**Set problem**. Scale everything from the line containing "Could you please outline every instance of the **painted" down through the end of the records: write out every line again, requests included, multiplying each polygon coordinate in the answers by 2.5 and rounding to whole numbers, with halves rounded up. Leave all numbers in the requests unchanged.

**Working data**.
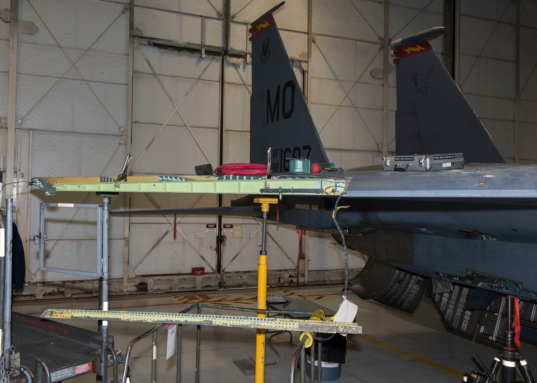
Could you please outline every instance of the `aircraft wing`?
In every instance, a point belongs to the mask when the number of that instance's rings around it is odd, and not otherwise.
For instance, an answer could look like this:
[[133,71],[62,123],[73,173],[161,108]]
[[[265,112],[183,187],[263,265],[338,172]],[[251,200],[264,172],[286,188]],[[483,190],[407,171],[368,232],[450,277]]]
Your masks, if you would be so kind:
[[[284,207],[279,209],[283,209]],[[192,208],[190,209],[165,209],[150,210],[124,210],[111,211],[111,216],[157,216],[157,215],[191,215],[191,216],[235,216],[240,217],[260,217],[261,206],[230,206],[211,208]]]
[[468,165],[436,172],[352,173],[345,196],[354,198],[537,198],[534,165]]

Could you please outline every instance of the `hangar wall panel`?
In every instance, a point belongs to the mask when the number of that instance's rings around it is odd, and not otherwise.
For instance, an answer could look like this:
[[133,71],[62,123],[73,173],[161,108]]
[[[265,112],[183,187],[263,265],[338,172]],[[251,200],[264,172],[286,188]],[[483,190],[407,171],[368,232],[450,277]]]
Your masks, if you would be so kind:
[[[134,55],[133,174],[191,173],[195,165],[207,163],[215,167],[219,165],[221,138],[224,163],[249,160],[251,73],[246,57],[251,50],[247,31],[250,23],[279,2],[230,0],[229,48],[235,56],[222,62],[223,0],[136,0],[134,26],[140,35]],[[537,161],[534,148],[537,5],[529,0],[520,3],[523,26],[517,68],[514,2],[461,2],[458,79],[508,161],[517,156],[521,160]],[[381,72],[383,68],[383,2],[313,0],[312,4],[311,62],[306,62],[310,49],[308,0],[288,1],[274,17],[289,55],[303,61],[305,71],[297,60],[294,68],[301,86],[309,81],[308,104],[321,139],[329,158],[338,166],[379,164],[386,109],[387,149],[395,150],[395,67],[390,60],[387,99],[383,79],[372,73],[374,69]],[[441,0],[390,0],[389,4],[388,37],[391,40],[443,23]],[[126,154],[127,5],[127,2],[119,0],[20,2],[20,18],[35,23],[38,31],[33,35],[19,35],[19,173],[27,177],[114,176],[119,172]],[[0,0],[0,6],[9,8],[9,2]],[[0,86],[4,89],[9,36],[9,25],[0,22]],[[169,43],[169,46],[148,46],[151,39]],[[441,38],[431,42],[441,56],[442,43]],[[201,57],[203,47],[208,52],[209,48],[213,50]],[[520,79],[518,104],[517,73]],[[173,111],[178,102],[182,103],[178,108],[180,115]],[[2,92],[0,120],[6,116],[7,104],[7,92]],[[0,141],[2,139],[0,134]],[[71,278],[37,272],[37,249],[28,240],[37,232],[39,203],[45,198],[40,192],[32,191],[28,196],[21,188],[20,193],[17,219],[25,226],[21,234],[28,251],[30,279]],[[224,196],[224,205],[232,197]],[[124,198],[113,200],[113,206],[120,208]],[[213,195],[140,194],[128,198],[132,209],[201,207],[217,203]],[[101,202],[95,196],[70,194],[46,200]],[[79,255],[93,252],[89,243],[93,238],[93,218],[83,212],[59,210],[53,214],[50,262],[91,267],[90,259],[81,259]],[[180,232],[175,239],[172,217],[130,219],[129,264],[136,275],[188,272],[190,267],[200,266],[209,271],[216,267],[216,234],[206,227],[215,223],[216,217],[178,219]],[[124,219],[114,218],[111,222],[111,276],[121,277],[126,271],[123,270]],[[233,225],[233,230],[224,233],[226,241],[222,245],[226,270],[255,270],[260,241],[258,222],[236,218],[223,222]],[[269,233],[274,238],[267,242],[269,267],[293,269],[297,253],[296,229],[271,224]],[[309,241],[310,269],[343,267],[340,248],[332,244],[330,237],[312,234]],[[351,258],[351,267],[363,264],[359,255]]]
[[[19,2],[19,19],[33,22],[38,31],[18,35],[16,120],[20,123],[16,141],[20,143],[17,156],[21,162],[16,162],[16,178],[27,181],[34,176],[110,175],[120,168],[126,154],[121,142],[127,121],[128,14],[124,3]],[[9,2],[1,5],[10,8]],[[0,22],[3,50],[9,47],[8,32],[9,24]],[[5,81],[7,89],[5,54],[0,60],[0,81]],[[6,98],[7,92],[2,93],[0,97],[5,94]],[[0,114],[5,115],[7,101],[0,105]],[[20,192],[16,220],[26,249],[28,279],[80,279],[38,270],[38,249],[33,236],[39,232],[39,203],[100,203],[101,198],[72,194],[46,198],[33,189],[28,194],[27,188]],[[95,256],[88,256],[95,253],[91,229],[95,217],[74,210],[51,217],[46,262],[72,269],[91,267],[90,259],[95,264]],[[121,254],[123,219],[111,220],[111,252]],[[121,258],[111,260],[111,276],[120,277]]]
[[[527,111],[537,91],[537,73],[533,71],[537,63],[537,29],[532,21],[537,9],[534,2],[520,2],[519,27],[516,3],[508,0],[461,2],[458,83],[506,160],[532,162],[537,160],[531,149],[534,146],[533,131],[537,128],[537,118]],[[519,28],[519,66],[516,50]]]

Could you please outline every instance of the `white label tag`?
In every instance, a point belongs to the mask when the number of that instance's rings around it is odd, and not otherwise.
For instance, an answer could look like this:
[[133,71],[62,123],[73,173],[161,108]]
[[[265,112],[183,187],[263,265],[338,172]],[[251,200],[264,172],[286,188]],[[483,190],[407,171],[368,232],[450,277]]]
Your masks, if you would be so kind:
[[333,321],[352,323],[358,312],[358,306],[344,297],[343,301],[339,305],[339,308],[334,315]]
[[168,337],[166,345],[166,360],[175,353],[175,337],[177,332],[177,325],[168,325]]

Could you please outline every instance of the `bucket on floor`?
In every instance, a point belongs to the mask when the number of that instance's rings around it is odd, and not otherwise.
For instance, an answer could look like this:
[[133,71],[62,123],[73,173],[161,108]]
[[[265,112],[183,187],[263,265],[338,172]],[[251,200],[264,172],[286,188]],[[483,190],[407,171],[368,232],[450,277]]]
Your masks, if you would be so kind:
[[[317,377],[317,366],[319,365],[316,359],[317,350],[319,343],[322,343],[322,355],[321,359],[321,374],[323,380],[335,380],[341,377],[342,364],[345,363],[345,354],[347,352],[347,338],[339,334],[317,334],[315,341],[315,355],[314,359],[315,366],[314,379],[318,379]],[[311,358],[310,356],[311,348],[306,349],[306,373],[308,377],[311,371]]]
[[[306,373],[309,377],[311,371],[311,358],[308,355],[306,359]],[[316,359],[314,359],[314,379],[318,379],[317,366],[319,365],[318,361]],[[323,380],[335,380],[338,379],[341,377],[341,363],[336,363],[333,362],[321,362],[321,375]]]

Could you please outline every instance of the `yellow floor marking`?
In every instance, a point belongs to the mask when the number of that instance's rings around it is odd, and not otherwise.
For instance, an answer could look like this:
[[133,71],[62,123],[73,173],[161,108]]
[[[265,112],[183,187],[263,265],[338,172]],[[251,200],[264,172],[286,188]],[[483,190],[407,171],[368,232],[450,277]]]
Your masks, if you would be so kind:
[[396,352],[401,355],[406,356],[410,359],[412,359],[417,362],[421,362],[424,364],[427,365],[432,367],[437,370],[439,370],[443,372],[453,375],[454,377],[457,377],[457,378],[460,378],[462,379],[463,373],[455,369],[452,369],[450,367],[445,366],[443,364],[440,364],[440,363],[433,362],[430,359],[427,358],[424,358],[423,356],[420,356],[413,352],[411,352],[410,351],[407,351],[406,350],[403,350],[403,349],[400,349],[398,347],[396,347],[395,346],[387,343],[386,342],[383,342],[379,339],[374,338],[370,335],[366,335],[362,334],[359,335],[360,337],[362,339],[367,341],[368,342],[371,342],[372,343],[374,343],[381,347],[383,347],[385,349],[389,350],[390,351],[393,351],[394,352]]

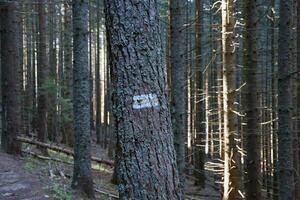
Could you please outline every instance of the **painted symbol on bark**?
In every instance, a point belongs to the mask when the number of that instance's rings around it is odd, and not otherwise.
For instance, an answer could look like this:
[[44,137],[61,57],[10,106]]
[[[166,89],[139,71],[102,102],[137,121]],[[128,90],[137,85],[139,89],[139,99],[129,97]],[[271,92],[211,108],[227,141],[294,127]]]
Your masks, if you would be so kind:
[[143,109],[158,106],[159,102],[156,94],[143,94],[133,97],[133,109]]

**Task response**.
Could you please outline every instance of the **painted symbol on bark**?
In every instance, a point belongs to the mask when the number of that instance's rings around it is odd, and not otherwise.
For instance, an answer could look like this:
[[44,137],[61,57],[10,106]]
[[[166,89],[139,71],[102,102],[137,121]],[[128,90],[137,85],[139,89],[139,99],[129,97]],[[271,92],[211,108],[227,141],[294,127]]]
Your masks, if you would be so kind:
[[358,273],[395,265],[398,255],[390,235],[358,235],[333,243],[333,273]]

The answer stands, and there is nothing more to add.